━━━ Provided passage

YOUR VOTE IS VERY IMPORTANT AND COUNTS TOWARDS THE QUORUM REQUIREMENT TO HOLD THE MEETING. THE COMPANY CANNOT HOLD THE MEETING IF THE QUORUM REQUIREMENT IS NOT MET.
Stockholders holding common stock at the close of business on April 5, 2021 are entitled to vote at the meeting. Meeting materials, including the definitive proxy statement filed with the Securities and Exchange Commission (the “SEC”) on April 20, 2021, along with a proxy card, were mailed on April 21, 2021, to stockholders of record as of April 5, 2021 and made available at www.sec.gov.
Since a majority of all shares outstanding is required, Celsion is specifically asking stockholders to follow the Board of Directors’ recommendation to vote FOR Proposal #3 to increase the number of authorized shares of common stock. Proposal #3 involves an amendment to the Company’s Certificate of Incorporation and therefore requires a majority of all shares outstanding to vote FOR this proposal in order for it to pass. ISS and Glass Lewis have both recommended that stockholders vote in favor of the Company’s proposal to increase the number of authorized shares.
There are four proposals to be voted on during the June 4th meeting. Please review the information regarding each of these proposals in their entirety, which can be found in the definitive proxy statement filed with the SEC on April 20, 2021. As stated in the Proxy, Proposal #3 is being presented to increase the number of shares of the Company’s common stock authorized for issuance from 112,500,000 to 172,500,000. The Board of Directors believes that the increase in authorized common shares will provide the Company with the ability to support its future anticipated growth and would provide the Company with greater flexibility to consider and respond to future business opportunities and needs as they arise, including stock-based acquisitions of new technology and product development candidates and equity financings. The availability of additional shares of Common Stock would permit the Company to undertake certain of the foregoing actions without delay and expense associated with holding a Special Meeting of Stockholders to obtain stockholder approval each time such an opportunity arises that would require the issuance of shares of our Common Stock.

━━━━━━
━━━ Excerpted data

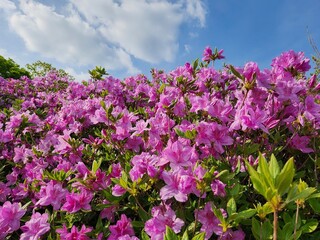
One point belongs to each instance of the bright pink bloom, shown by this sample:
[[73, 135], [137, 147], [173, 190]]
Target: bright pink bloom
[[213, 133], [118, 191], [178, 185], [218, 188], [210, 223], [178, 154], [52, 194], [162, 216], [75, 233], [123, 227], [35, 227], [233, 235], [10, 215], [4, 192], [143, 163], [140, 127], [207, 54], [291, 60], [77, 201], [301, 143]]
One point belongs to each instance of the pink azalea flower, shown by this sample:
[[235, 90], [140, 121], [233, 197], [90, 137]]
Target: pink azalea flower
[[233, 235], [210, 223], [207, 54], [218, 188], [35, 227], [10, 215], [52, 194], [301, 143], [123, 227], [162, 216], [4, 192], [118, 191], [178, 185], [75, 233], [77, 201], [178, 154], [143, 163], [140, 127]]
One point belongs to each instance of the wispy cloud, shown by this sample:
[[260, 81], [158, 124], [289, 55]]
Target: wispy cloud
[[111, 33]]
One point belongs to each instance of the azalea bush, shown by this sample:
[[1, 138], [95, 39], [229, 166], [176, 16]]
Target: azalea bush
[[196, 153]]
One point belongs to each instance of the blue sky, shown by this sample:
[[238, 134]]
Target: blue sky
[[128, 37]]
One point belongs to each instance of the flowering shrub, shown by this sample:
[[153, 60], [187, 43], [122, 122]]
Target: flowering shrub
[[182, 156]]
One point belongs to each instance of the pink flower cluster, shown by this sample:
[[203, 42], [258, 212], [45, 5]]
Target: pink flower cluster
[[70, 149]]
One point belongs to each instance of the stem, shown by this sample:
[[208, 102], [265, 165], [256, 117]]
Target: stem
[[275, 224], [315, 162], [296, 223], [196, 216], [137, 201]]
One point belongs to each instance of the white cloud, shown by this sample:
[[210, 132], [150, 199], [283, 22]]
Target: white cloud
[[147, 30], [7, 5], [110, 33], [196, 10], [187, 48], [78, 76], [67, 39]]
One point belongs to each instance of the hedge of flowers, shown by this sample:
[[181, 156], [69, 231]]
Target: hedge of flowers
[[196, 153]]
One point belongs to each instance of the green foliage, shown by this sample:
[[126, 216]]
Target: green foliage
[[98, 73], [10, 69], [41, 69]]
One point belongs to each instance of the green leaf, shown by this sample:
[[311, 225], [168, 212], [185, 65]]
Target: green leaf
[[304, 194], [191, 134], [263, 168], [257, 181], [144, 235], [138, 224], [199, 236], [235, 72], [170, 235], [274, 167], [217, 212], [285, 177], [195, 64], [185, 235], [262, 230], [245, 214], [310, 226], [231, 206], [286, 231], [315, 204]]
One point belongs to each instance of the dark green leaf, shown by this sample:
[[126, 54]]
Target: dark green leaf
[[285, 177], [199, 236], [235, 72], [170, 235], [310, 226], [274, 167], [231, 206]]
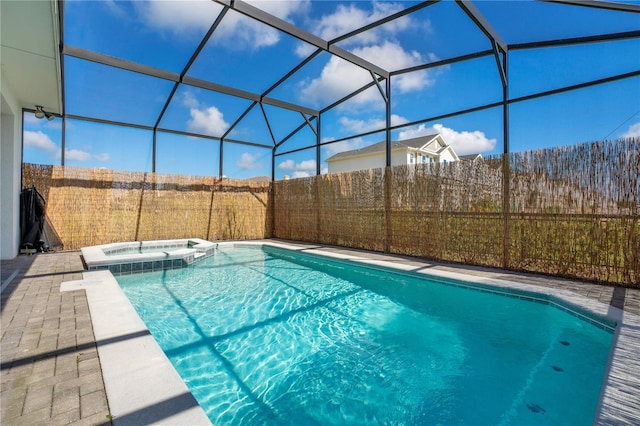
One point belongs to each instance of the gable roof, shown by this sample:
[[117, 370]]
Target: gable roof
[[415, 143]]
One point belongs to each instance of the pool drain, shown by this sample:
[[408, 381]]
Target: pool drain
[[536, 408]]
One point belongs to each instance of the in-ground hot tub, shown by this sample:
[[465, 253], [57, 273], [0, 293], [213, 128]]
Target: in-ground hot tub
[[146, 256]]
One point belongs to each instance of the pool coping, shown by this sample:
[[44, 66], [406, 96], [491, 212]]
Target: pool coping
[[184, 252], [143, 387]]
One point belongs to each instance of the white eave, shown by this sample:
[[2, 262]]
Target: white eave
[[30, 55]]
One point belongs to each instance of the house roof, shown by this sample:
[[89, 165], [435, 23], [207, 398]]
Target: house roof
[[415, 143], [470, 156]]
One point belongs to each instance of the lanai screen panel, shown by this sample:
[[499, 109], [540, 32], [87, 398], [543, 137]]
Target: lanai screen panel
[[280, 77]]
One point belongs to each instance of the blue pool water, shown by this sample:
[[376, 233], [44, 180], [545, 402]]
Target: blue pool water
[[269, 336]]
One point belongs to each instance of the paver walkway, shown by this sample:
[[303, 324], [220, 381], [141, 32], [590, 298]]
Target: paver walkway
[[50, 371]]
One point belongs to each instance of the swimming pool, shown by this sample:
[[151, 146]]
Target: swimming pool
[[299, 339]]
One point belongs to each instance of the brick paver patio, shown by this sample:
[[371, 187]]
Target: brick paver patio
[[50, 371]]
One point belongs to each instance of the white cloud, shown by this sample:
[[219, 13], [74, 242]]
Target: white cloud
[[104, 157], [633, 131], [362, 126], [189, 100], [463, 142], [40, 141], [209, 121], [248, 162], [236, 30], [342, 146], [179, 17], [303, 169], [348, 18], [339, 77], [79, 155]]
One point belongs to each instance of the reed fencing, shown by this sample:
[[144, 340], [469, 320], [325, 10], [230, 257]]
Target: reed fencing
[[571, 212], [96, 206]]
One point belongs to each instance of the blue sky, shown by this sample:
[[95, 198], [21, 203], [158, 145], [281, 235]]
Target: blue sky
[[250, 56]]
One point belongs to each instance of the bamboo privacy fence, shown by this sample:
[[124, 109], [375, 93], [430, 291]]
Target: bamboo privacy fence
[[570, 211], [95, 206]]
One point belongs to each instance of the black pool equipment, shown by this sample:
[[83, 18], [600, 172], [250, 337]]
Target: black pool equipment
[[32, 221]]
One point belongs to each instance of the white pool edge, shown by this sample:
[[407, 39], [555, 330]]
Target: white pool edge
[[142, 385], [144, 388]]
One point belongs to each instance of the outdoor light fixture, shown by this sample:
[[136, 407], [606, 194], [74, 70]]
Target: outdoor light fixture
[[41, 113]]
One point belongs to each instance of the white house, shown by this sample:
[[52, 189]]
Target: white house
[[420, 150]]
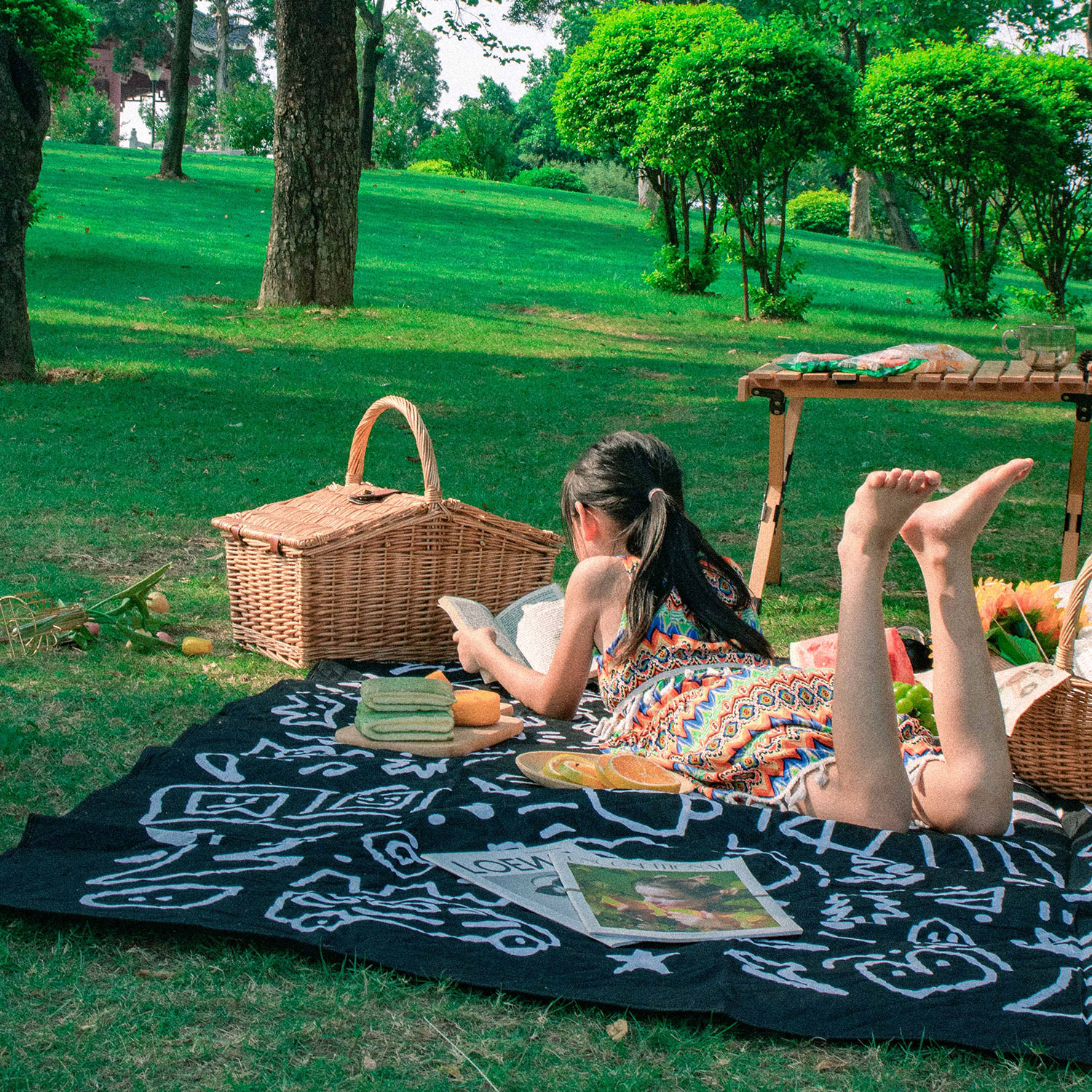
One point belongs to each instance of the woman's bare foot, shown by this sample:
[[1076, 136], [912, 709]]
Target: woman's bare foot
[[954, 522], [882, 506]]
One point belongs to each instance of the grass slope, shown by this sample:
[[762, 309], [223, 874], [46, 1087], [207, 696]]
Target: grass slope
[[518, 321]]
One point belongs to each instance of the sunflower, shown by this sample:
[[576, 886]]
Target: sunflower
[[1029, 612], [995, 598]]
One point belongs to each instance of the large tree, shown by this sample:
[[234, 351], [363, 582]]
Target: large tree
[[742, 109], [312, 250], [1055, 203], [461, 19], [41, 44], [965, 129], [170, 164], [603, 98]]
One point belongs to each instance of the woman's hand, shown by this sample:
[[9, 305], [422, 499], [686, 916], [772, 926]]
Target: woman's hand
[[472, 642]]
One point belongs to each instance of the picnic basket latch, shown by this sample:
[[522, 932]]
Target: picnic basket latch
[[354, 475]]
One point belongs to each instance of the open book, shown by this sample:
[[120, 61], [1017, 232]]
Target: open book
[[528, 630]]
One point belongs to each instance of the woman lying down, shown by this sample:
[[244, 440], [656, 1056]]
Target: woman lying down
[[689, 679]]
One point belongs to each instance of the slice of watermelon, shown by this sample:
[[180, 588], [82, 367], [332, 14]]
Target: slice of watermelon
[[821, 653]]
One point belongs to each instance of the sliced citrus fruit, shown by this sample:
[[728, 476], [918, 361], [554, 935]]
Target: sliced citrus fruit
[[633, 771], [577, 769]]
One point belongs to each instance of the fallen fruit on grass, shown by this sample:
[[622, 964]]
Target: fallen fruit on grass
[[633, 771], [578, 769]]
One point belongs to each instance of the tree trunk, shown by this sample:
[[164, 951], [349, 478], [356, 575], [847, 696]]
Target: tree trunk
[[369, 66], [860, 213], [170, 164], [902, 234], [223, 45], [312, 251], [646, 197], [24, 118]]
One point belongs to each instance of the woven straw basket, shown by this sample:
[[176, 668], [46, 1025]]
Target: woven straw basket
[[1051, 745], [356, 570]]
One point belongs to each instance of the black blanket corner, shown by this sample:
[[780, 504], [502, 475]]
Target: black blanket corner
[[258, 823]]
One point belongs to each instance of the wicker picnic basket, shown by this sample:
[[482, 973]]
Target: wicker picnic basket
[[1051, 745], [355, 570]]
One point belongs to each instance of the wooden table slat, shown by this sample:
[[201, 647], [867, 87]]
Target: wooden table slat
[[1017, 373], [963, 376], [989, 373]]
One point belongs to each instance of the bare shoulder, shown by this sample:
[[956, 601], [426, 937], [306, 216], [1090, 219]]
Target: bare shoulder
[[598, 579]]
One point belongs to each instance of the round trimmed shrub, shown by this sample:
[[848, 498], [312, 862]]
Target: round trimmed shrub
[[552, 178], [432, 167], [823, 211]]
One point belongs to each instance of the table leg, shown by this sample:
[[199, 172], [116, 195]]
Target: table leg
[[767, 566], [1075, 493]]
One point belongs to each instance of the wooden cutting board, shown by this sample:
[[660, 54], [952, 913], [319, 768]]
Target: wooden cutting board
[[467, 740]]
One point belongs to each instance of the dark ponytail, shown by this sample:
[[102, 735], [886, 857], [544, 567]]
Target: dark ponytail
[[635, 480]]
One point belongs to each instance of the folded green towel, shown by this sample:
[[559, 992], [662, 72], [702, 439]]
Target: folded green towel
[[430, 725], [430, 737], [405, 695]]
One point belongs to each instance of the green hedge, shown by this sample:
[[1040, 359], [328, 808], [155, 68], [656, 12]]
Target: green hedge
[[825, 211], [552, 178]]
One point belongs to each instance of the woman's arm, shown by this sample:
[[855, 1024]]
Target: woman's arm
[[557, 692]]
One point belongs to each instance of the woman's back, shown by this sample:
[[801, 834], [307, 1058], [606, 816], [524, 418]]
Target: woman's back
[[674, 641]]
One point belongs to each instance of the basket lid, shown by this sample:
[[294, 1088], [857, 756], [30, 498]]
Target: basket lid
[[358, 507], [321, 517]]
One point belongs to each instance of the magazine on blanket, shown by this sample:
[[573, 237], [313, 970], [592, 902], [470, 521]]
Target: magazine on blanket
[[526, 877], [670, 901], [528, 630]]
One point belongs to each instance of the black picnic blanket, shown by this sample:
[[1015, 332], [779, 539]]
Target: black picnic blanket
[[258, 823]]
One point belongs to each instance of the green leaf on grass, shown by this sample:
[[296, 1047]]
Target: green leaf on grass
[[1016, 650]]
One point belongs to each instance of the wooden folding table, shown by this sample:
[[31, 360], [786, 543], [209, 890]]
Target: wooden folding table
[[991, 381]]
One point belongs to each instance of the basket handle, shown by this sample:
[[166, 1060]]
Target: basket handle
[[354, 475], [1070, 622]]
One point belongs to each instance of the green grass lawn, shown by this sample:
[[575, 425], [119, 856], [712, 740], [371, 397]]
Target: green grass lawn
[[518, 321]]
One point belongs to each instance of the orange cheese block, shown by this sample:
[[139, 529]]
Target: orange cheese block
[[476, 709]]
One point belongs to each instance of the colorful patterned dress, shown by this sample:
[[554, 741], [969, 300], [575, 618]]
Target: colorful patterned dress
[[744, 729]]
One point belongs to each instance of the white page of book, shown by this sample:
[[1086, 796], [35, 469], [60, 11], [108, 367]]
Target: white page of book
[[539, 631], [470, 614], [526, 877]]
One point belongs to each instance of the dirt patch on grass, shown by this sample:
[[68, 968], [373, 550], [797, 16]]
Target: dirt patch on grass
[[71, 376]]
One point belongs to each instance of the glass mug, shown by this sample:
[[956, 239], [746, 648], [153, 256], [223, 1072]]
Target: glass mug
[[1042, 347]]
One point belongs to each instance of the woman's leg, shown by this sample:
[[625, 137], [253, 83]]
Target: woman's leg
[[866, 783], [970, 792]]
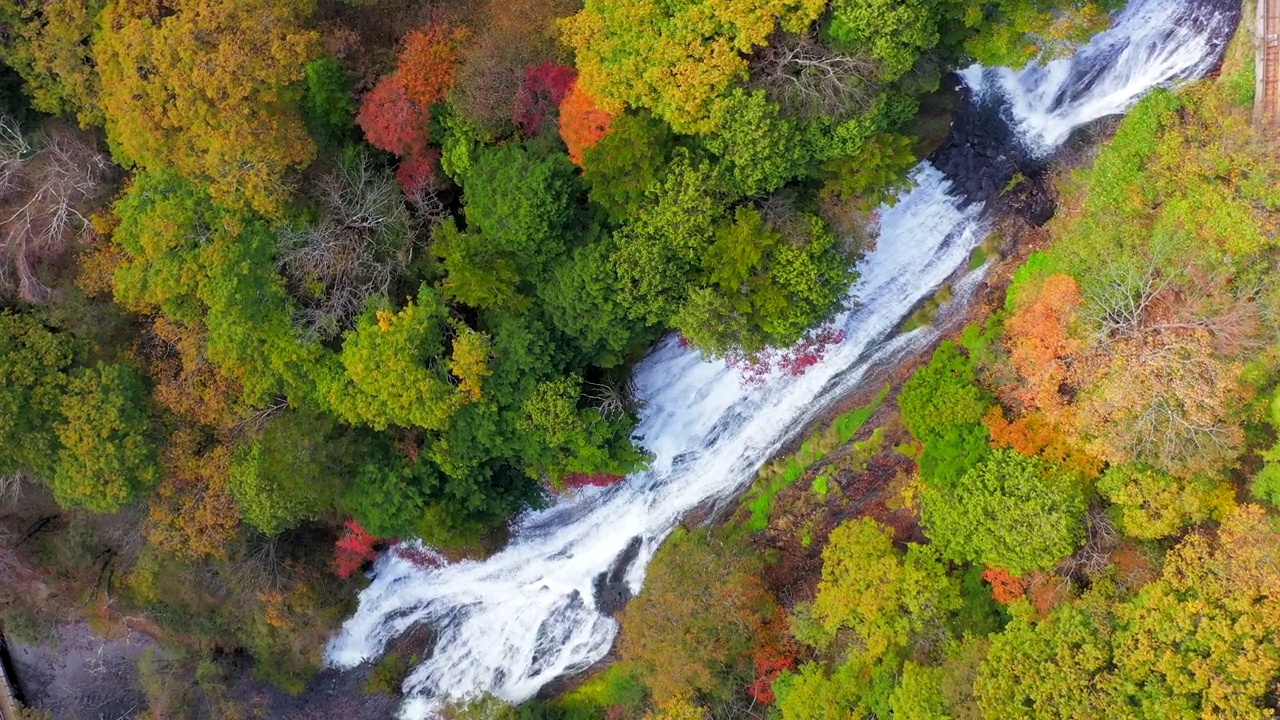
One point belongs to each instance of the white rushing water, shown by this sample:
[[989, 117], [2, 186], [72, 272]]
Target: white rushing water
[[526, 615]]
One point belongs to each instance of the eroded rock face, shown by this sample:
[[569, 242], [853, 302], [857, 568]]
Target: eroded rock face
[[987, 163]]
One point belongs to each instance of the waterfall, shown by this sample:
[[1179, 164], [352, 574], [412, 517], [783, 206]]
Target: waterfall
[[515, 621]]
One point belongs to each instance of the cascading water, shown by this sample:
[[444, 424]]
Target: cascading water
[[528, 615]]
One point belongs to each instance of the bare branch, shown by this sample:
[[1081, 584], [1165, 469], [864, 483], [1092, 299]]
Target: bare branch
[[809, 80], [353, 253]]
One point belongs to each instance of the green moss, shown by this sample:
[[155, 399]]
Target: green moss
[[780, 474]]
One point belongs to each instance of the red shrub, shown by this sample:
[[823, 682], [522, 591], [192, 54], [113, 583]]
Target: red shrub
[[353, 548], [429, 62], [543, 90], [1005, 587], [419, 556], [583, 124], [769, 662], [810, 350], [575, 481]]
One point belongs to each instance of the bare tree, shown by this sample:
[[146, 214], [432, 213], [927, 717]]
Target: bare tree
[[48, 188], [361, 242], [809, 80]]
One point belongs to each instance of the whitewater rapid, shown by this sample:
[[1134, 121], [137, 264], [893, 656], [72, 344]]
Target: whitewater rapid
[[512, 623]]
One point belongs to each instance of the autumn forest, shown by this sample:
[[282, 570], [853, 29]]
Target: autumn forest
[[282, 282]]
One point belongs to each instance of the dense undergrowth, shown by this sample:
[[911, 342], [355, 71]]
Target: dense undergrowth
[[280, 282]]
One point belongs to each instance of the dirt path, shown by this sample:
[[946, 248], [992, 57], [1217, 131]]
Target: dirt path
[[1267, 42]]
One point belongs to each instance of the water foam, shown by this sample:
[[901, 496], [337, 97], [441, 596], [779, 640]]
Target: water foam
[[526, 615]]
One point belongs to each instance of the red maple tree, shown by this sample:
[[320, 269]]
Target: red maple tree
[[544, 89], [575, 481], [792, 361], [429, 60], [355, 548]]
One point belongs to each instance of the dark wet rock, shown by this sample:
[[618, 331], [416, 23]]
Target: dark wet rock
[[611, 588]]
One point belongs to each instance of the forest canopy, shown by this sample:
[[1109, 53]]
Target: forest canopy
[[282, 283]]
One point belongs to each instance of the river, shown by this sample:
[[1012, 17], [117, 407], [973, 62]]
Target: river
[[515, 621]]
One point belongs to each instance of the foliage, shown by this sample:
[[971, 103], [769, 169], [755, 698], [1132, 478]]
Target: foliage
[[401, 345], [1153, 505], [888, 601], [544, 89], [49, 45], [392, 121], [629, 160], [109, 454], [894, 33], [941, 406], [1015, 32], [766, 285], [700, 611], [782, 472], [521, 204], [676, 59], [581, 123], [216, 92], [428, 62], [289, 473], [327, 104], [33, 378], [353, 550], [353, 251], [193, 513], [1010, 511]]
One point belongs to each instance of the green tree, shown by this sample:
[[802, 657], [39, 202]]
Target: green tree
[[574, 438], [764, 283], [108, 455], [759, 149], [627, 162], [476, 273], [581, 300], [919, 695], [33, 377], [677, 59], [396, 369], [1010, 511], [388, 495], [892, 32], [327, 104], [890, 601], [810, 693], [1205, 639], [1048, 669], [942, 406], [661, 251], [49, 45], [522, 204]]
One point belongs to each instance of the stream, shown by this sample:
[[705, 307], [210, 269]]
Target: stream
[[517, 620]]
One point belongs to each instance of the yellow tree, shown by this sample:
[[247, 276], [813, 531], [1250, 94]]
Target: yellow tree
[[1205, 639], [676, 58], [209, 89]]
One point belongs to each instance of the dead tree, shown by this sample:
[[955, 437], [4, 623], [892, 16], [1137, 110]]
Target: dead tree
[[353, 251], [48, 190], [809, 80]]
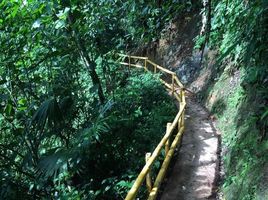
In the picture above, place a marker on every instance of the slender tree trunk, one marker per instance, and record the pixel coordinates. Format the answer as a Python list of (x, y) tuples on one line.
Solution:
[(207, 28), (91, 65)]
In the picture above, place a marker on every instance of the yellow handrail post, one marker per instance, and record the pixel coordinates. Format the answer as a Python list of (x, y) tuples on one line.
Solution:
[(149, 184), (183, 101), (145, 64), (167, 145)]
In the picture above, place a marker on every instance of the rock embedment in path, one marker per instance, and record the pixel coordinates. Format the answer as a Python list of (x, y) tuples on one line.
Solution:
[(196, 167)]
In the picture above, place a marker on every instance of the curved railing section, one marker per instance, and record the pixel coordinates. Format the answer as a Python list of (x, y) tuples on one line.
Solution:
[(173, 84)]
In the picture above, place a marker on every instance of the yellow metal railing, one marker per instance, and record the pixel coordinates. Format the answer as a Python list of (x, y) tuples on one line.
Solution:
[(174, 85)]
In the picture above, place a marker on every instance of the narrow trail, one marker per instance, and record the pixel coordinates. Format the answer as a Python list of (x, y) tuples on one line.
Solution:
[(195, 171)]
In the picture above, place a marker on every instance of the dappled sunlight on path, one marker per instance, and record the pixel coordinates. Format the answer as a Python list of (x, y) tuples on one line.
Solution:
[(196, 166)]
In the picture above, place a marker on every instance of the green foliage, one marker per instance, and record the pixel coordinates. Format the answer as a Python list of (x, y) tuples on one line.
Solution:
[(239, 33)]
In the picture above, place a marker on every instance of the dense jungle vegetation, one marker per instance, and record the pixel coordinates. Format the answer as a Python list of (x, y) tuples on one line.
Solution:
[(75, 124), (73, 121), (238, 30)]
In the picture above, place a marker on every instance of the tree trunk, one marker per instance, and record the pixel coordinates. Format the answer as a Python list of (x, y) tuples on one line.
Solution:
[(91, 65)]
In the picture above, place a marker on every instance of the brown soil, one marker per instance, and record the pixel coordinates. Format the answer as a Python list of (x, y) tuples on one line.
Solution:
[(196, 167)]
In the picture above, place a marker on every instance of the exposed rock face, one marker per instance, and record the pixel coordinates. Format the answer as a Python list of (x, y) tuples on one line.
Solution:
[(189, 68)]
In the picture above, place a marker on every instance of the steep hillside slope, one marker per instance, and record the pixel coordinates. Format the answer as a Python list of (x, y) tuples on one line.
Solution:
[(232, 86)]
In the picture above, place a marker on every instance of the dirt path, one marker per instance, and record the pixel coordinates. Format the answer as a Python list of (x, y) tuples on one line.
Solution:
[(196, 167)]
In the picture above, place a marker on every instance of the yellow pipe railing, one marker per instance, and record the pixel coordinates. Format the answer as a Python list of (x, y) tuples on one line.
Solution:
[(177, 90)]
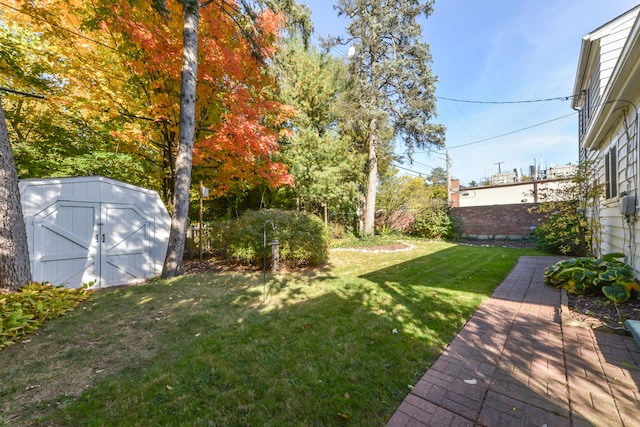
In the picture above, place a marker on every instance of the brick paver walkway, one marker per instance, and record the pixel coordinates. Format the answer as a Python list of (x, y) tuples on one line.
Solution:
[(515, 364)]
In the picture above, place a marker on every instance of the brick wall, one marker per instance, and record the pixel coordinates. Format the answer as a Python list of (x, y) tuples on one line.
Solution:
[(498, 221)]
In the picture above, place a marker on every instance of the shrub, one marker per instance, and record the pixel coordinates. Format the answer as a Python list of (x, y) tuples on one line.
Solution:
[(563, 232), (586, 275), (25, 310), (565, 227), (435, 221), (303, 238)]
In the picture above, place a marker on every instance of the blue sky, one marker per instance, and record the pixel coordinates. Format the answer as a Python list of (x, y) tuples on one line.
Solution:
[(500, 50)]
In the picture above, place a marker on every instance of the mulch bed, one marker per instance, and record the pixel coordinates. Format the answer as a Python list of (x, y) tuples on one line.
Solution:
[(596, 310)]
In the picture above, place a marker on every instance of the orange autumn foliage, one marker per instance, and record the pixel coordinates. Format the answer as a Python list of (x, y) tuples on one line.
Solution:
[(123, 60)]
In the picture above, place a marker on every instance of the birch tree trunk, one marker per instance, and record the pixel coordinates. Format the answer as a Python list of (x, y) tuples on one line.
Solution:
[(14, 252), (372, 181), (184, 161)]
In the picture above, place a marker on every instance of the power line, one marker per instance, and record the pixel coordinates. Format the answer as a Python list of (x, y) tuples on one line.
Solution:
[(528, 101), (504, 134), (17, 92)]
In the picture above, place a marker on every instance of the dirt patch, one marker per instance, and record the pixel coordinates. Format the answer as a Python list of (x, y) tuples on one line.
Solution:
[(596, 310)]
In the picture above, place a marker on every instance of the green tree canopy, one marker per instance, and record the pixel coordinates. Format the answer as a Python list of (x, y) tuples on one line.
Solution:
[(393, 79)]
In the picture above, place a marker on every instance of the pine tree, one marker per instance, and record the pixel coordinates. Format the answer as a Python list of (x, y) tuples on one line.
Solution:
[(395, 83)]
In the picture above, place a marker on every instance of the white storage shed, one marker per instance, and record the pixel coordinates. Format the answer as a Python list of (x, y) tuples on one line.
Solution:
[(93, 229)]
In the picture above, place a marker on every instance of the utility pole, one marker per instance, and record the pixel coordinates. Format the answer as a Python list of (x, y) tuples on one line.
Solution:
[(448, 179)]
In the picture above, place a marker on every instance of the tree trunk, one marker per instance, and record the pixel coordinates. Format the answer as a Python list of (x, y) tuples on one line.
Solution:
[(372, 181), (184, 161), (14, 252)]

━━━━━━

Problem
From the Celsion stockholder meeting notice, extract the passage starting at "Stockholders holding common" and ending at "available at www.sec.gov.", word for word.

Task solution
Stockholders holding common stock at the close of business on April 5, 2021 are entitled to vote at the meeting. Meeting materials, including the definitive proxy statement filed with the Securities and Exchange Commission (the “SEC”) on April 20, 2021, along with a proxy card, were mailed on April 21, 2021, to stockholders of record as of April 5, 2021 and made available at www.sec.gov.